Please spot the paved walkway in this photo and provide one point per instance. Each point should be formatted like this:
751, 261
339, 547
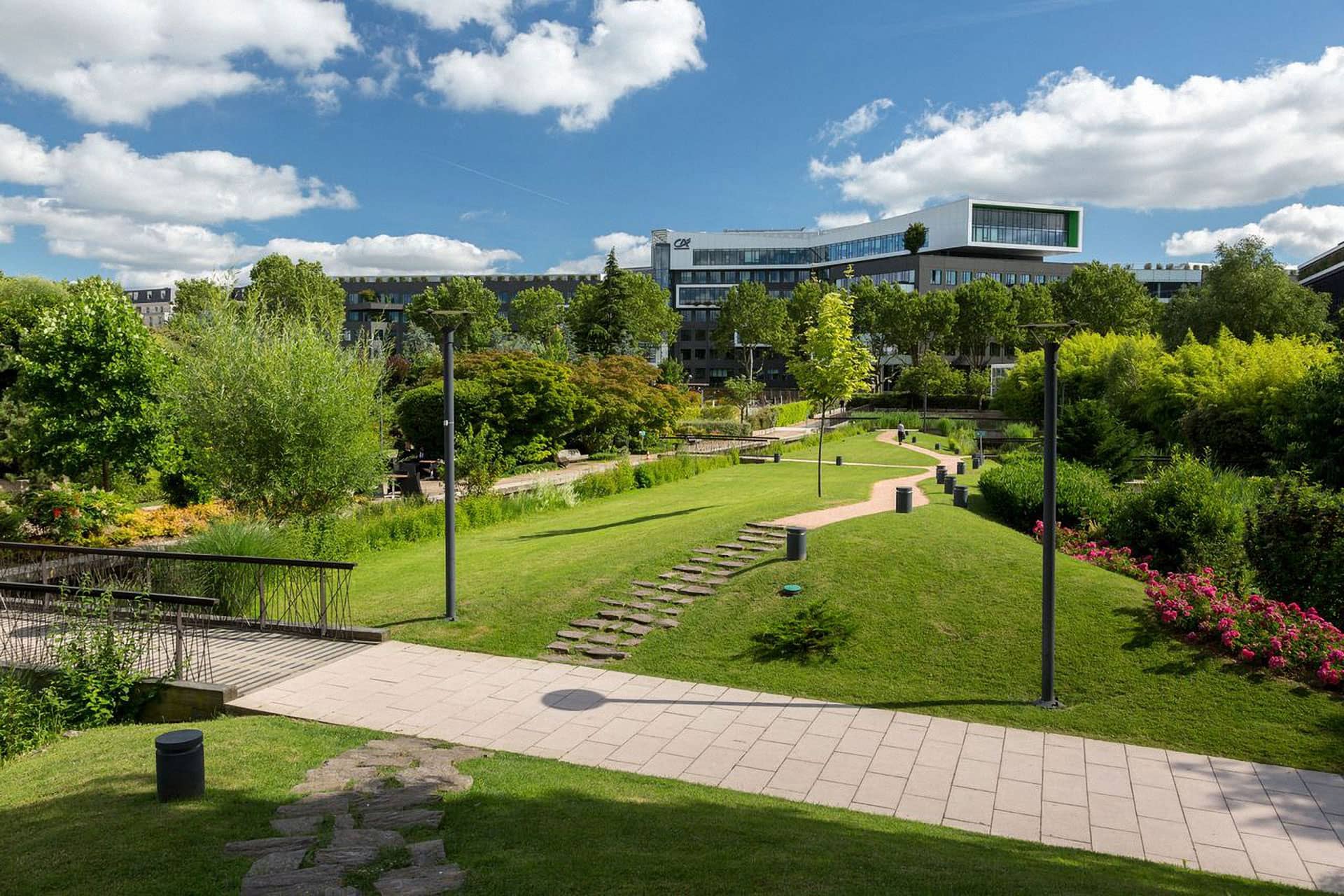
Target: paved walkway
882, 498
1217, 814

_EXERCISE_: Output every record verbatim, excluding any picture it contains.

_RESULT BELOW_:
Please spot the paved walkway in this photo and provide one point per instance. Each point should be formatted like this:
751, 261
339, 547
Target: paved walkway
882, 498
1217, 814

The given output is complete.